**SET OF TASKS**
[a] Echo the karate reflection word for word from "A reflection on" to "questions I had.".
[b] In the karate reflection, list the things the narrator wanted to do as a beginner.

**READING PASSAGE**

___

Karate, Curiosity & Lifelong Learning

The More Answers I Found, The More Questions I Had

A reflection on questions in karate, curiosity, and remaining Forever a Student

Introduction

When I first started karate, I thought the journey was about finding answers.

At first, my questions in karate were simple. Like many beginners, I wanted to learn the techniques, understand the kata, and progress through the grades. Every new skill felt like a step closer to understanding what karate was really about. The path seemed straightforward. Train hard, learn more, improve, and eventually, the answers would reveal themselves.

Looking back now, I realise there was much more to the journey than I understood at the time.

What I discovered over the years was something quite different.

The more answers I found, the more questions I had.

At first, that seemed frustrating. Surely experience should reduce uncertainty, not increase it. Surely decades of training should provide clarity and certainty.

Instead, I found myself becoming increasingly aware of how much I still did not know.

Surprisingly, I have come to see that not as a problem, but as one of karate’s greatest gifts.

The Search for Answers

In the early years, the questions were relatively simple.

___

**EXTRACTED RECORDS**

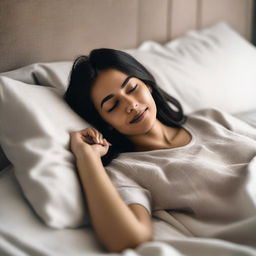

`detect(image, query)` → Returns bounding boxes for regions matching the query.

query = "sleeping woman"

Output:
[64,49,256,252]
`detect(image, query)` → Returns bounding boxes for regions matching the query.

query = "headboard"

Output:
[0,0,253,72]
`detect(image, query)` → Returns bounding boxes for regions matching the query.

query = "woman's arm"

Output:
[71,130,152,252]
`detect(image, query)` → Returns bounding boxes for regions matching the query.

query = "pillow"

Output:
[33,61,73,95]
[0,64,37,171]
[0,77,88,228]
[130,23,256,113]
[35,23,256,114]
[0,147,10,172]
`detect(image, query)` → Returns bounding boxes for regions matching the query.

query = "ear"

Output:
[108,125,114,131]
[147,84,153,93]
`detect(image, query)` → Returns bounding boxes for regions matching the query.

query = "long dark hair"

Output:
[64,48,186,166]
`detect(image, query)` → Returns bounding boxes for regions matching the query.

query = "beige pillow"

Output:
[0,77,88,228]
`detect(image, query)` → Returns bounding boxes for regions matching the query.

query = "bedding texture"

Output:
[0,77,88,228]
[0,165,256,256]
[34,23,256,114]
[106,109,256,248]
[0,23,256,232]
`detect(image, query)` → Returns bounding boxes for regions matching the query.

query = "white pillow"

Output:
[0,77,88,228]
[0,64,37,171]
[130,23,256,113]
[33,61,73,95]
[35,23,256,114]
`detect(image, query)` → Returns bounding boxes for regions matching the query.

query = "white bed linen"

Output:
[0,163,256,256]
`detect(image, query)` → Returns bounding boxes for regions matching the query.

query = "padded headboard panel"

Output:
[0,0,253,72]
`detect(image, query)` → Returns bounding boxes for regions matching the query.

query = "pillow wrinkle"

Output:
[0,77,89,228]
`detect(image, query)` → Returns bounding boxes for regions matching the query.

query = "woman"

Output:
[65,49,256,252]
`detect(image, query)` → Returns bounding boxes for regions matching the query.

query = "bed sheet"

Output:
[0,165,256,256]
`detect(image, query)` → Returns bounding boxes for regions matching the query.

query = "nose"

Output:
[126,102,138,113]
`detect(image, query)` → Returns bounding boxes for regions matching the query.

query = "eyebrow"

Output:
[100,76,133,108]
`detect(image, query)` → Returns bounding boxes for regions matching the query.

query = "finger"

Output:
[90,128,103,144]
[86,128,98,144]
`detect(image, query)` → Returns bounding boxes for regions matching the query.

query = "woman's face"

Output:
[91,69,156,136]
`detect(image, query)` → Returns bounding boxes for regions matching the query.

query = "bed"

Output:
[0,0,256,256]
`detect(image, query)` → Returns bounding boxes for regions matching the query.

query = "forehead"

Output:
[91,69,128,105]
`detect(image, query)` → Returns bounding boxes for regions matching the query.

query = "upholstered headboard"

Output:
[0,0,253,72]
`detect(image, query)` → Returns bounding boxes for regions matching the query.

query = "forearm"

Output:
[77,152,150,251]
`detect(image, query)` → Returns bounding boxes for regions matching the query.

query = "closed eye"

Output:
[107,84,138,112]
[108,101,119,112]
[127,84,138,93]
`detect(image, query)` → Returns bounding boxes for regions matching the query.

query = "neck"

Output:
[129,120,179,151]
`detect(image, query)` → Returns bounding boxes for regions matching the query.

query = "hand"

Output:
[70,128,111,160]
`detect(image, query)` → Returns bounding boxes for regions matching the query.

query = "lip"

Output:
[130,108,148,124]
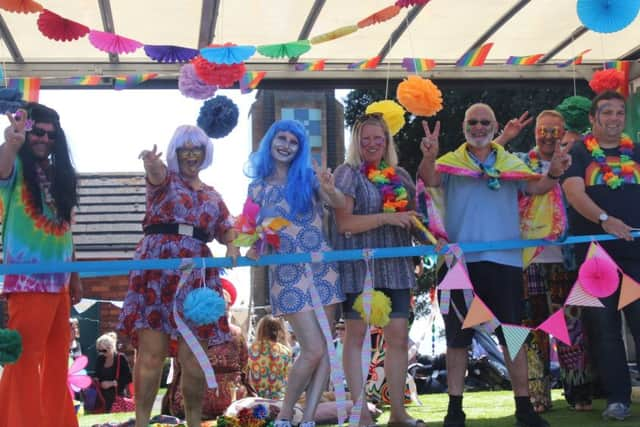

___

**SOLUTIONS TO THE PROBLEMS**
[a]
A reflection on questions in karate, curiosity, and remaining Forever a Student

Introduction

When I first started karate, I thought the journey was about finding answers.

At first, my questions in karate were simple. Like many beginners, I wanted to learn the techniques, understand the kata, and progress through the grades. Every new skill felt like a step closer to understanding what karate was really about. The path seemed straightforward. Train hard, learn more, improve, and eventually, the answers would reveal themselves.

Looking back now, I realise there was much more to the journey than I understood at the time.

What I discovered over the years was something quite different.

The more answers I found, the more questions I had.

[b]
- Learn the techniques
- Understand the kata
- Progress through the grades